Work required: Write out the records again, exactly, leaving none out.
# # # #
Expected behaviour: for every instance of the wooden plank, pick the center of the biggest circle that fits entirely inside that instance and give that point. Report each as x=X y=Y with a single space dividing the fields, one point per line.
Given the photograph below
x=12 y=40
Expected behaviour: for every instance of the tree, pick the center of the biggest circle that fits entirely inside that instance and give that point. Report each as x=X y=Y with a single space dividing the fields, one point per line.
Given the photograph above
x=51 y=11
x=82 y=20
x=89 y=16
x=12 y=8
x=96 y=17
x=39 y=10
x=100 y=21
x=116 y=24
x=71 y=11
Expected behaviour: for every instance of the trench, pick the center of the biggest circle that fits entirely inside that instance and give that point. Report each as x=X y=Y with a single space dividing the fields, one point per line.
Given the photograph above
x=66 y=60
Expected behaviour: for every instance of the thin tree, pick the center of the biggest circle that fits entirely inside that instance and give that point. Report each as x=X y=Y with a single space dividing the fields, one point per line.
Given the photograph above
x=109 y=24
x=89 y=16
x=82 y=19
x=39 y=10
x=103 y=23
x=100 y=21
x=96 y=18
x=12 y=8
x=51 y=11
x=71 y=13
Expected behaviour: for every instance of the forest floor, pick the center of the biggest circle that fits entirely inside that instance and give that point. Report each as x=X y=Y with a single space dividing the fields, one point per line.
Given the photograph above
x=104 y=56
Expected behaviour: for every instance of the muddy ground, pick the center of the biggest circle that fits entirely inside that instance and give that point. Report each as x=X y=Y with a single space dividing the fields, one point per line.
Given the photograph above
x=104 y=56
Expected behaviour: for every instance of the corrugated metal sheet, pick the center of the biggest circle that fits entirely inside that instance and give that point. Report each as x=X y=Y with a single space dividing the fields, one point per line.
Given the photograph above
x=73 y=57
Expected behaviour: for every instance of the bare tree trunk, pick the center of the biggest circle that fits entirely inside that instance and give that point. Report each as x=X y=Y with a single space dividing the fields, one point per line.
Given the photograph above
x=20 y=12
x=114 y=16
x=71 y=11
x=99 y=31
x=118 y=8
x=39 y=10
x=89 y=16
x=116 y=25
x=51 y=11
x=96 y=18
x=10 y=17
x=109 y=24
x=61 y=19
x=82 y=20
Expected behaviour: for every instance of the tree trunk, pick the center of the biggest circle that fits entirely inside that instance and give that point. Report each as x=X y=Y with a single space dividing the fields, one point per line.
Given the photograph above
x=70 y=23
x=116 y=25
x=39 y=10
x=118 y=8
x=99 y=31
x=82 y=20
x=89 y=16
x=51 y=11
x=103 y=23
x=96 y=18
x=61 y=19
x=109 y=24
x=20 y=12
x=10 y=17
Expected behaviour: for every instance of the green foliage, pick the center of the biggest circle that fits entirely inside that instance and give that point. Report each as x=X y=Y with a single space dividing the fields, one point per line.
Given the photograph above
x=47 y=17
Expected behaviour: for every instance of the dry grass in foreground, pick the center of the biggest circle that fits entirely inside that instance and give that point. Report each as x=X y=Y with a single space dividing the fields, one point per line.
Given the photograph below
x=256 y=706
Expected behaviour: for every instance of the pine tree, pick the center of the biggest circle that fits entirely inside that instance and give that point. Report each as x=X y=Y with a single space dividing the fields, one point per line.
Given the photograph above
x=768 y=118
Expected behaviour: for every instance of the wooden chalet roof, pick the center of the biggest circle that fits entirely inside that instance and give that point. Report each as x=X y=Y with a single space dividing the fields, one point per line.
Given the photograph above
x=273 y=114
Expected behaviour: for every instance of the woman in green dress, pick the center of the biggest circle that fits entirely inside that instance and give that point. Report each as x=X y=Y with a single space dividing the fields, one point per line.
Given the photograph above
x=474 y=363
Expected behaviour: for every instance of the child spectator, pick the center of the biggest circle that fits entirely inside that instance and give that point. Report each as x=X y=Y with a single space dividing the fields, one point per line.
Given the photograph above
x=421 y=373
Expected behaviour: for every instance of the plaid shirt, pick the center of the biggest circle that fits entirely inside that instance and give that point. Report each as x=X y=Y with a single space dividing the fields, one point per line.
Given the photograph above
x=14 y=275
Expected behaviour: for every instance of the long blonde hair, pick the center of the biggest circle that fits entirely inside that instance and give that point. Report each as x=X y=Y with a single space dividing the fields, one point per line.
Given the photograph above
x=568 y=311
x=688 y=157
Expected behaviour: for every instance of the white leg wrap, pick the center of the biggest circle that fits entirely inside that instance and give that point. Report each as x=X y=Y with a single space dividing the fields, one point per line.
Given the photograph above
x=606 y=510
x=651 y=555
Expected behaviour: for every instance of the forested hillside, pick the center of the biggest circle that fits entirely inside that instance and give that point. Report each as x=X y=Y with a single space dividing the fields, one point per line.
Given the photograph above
# # # #
Task answer:
Expected behaviour: for every instance of the wooden plank, pick the center of the biggest circle that fits entirely inside that instance and give that point. Report each as x=X y=Y with a single space dividing the fields, one point per line.
Given the photograph below
x=12 y=40
Expected behaviour: for every instance of the tree, pick the center of the biggest circle that fits entirely inside that instance and give that point. Report each as x=X y=Y with a single space dividing the fields, one point per line.
Given the photograph above
x=51 y=11
x=82 y=20
x=89 y=16
x=12 y=8
x=96 y=17
x=39 y=10
x=100 y=21
x=116 y=24
x=71 y=11
Expected behaviour: for every instance of the trench, pick the center of the biggest circle that fits entirely inside that instance and give that point. Report each as x=X y=Y with a single space dividing the fields, one point per line.
Given the photograph above
x=66 y=60
Expected behaviour: for every instance of the thin tree, pick the center of the biggest circle that fits entirely inside that instance and give that point. Report each as x=X y=Y with a single space dividing the fields, one point per line.
Given the photograph above
x=109 y=24
x=89 y=16
x=82 y=19
x=39 y=10
x=103 y=23
x=100 y=21
x=96 y=18
x=12 y=8
x=51 y=11
x=71 y=13
Expected behaviour: for every instance of the forest floor, pick the center of the biggest circle that fits entirely inside that instance and give that point. Report each as x=X y=Y with a single space dividing the fields, one point per line.
Given the photograph above
x=104 y=56
Expected behaviour: for every instance of the muddy ground, pick the center of the biggest circle that fits entirely inside that instance and give that point. Report each as x=X y=Y with a single space dividing the fields, one point per line.
Given the photograph above
x=104 y=56
Expected behaviour: for every instance of the corrugated metal sheet, pick the center of the biggest circle that fits entirely inside that instance and give that point. Report each as x=X y=Y with a single space dividing the fields, one point per line.
Given the photograph above
x=73 y=57
Expected behaviour: for every instance of the bare tree trunk, pick the center of the biggest circle that fits entirely inside that instance and give that point. Report each as x=X y=Y with a single space dividing the fields, one point per line.
Given the photograph above
x=20 y=12
x=114 y=16
x=71 y=11
x=99 y=31
x=118 y=8
x=39 y=10
x=89 y=16
x=116 y=25
x=51 y=11
x=96 y=18
x=10 y=17
x=109 y=24
x=61 y=19
x=82 y=20
Expected behaviour: for every instance of the tree trunk, pick the center of the biggest circle that fits entirely inside that instance and give that point. Report each as x=X y=Y with a single space dividing the fields, one point per line.
Given the photograph above
x=70 y=23
x=116 y=25
x=39 y=10
x=118 y=8
x=99 y=31
x=82 y=20
x=89 y=16
x=51 y=11
x=103 y=23
x=96 y=18
x=61 y=19
x=109 y=24
x=20 y=12
x=10 y=17
Expected behaviour: for every instance of the green foliage, pick the center of the biggest circle that fits entirely inside that instance and give that point. Report each as x=X y=Y with a single space dividing the fields, one point per line.
Given the photograph above
x=47 y=17
Expected behaviour: for every instance of the dry grass in foreground, pick the center of the biggest circle that fits entirely inside that instance and give that point. Report each as x=X y=Y with a single space dividing the fields, one point per line.
Given the photograph below
x=256 y=706
Expected behaviour: for every instance of the pine tree, pick the center of the biggest circle that fits entirely inside that instance and give that point. Report each as x=X y=Y with a single space dividing the fields, one point per line.
Given the photograph above
x=768 y=118
Expected behaviour: for every instance of the wooden chalet roof, pick the center of the biggest circle that fits entirely inside that instance and give that point. Report each as x=X y=Y with a single space dividing the fields, one point per line.
Given the photograph above
x=273 y=114
Expected behaviour: for every instance of the woman in green dress, pick the center of the biggest circle that fits entirely inside that instance and give that point. Report each as x=X y=Y with a single space dividing the fields, one point per line.
Given the photograph above
x=474 y=363
Expected behaviour: for every instance of the child spectator, pick the center of the biggest circle that fits entirely inside that instance and give that point. Report each as x=X y=Y with a single space dividing the fields, one point per line.
Given the photograph above
x=421 y=373
Expected behaviour: for every instance of the plaid shirt, pick the center of the biggest circle that fits entirely inside that instance and give that point. Report each as x=X y=Y with a single space dividing the fields, one point per line.
Given the photograph above
x=14 y=275
Expected behaviour: for every instance of the long blonde hair, pick the center of the biggest circle that fits entirely inside that instance and give that point. Report each as x=X y=Y with a single space dividing the fields, one point per line.
Given the photograph above
x=568 y=311
x=688 y=157
Expected behaviour: for every instance of the white leg wrap, pick the center of the biggest circle that fits entirely inside that instance and give that point. Report each as x=X y=Y with a single space dividing the fields, one point per line.
Given the photograph above
x=606 y=510
x=651 y=555
Expected behaviour: for every instance of the forested hillside, pick the center of the biggest circle that fits entirely inside that instance and give that point. Report each as x=X y=Y with a single space dividing the fields, one point per line.
Given the photograph above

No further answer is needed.